OBJECTIVE:
Copy the data from the line containing "# Locate the narrow leaf in the image above" up to and including the line containing "84,151 -> 366,233", shifting every bounding-box coordinate in the results by -87. Keep all other lines unchanged.

Stored data entries:
○ ○ ○ ○

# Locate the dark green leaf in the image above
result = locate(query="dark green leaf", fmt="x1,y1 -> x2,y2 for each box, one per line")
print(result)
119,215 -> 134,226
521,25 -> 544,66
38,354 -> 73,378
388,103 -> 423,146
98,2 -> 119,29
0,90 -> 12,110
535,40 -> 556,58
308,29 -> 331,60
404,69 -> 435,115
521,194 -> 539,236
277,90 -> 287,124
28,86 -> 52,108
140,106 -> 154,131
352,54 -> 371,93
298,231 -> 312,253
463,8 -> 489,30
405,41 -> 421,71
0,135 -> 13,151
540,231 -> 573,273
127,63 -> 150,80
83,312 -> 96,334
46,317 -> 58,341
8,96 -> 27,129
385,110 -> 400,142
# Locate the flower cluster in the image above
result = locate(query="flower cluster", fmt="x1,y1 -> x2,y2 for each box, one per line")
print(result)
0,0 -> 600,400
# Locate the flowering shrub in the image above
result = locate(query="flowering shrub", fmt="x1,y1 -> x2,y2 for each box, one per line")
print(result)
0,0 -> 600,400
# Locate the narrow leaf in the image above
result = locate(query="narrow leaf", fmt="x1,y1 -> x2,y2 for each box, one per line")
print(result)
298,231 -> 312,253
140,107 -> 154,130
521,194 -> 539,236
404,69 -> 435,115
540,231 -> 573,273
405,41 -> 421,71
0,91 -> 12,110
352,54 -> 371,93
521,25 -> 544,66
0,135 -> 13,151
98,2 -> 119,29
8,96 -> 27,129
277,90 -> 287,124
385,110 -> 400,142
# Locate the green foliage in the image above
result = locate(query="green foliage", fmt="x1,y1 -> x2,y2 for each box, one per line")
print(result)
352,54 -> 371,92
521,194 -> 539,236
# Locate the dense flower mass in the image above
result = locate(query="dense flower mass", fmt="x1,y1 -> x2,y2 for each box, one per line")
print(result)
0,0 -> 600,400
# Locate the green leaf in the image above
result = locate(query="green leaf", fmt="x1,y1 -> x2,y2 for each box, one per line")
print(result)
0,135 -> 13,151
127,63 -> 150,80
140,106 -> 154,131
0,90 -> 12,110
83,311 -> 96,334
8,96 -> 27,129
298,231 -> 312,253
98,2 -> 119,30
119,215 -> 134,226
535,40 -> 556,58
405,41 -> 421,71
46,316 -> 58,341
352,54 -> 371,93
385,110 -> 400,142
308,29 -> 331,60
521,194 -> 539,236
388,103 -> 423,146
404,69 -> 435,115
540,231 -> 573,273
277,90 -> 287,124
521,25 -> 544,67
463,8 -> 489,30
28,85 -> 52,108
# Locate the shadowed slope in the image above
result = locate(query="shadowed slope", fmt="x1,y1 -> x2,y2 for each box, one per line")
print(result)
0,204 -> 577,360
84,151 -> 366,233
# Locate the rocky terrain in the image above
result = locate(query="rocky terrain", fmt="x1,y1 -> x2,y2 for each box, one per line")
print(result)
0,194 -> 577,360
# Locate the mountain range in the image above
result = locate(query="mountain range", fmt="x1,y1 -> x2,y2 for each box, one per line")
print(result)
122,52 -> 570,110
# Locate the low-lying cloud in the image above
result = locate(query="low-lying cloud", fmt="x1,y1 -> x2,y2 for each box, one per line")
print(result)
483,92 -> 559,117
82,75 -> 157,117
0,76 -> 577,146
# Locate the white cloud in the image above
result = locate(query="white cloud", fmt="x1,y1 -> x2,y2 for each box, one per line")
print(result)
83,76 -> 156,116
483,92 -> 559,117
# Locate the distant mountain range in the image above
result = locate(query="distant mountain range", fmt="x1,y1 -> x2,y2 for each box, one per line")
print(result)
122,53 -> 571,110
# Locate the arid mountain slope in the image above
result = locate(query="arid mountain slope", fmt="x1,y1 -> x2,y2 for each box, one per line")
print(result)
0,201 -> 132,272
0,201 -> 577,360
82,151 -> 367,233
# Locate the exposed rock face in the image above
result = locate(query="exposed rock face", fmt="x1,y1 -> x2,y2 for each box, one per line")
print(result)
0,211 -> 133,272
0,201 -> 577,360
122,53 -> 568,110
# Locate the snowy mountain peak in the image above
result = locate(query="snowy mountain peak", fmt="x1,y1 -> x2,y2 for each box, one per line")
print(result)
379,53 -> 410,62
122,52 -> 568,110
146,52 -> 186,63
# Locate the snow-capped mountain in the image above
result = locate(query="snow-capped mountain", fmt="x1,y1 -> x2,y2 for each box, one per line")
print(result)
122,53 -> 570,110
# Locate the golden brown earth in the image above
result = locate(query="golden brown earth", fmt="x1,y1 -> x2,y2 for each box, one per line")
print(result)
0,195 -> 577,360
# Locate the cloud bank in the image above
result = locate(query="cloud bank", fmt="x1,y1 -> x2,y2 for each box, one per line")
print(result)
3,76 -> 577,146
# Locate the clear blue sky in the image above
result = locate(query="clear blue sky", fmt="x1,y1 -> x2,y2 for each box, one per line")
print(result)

○ ○ ○ ○

WRITTEN SOLUTION:
# Locate the narrow leaf in the image above
result = locate(query="narrow leaf", fmt="x1,y1 -> x2,y2 for each box, one per line")
print(result)
211,144 -> 225,166
53,20 -> 67,43
434,107 -> 452,149
317,-18 -> 348,28
453,144 -> 486,186
318,-46 -> 334,-16
-87,4 -> -75,23
265,-33 -> 284,6
434,-62 -> 457,-21
-87,48 -> -74,64
11,-85 -> 32,-58
-79,9 -> -60,42
190,3 -> 200,37
298,23 -> 313,55
# Locate the green foliage in the image above
result = locate(query="green foliage", fmt="x1,y1 -> x2,y2 for each box, one per line")
print(result)
265,-33 -> 284,5
434,107 -> 452,149
# Locate the dense flower mass in the image above
result = locate(query="dense flower mass", fmt="x1,y1 -> x2,y2 for each box, one per line")
print(result)
-87,-87 -> 513,313
# Locate the green leaf in the image above
result = locate(query="green leaf", fmt="x1,y1 -> x2,y2 for each box, one per line")
print(result)
-87,48 -> -74,64
40,-24 -> 63,-7
53,19 -> 67,44
-87,3 -> -75,23
-4,224 -> 9,247
-79,9 -> -60,42
211,144 -> 225,166
11,-85 -> 32,-57
32,128 -> 47,139
448,-47 -> 469,-29
318,-46 -> 334,-16
-41,229 -> -29,254
265,-33 -> 284,6
298,23 -> 313,55
221,-58 -> 244,-27
434,107 -> 452,149
301,16 -> 336,59
317,-18 -> 348,28
453,144 -> 486,186
190,3 -> 200,37
434,-62 -> 457,-20
376,-79 -> 402,-57
-59,-2 -> -35,21
# Locate the shadowed slope in the image above
result = locate(query="shadowed slope", fmt="x1,y1 -> x2,y2 for each box, one per line")
print(result)
-87,117 -> 490,273
-3,64 -> 279,146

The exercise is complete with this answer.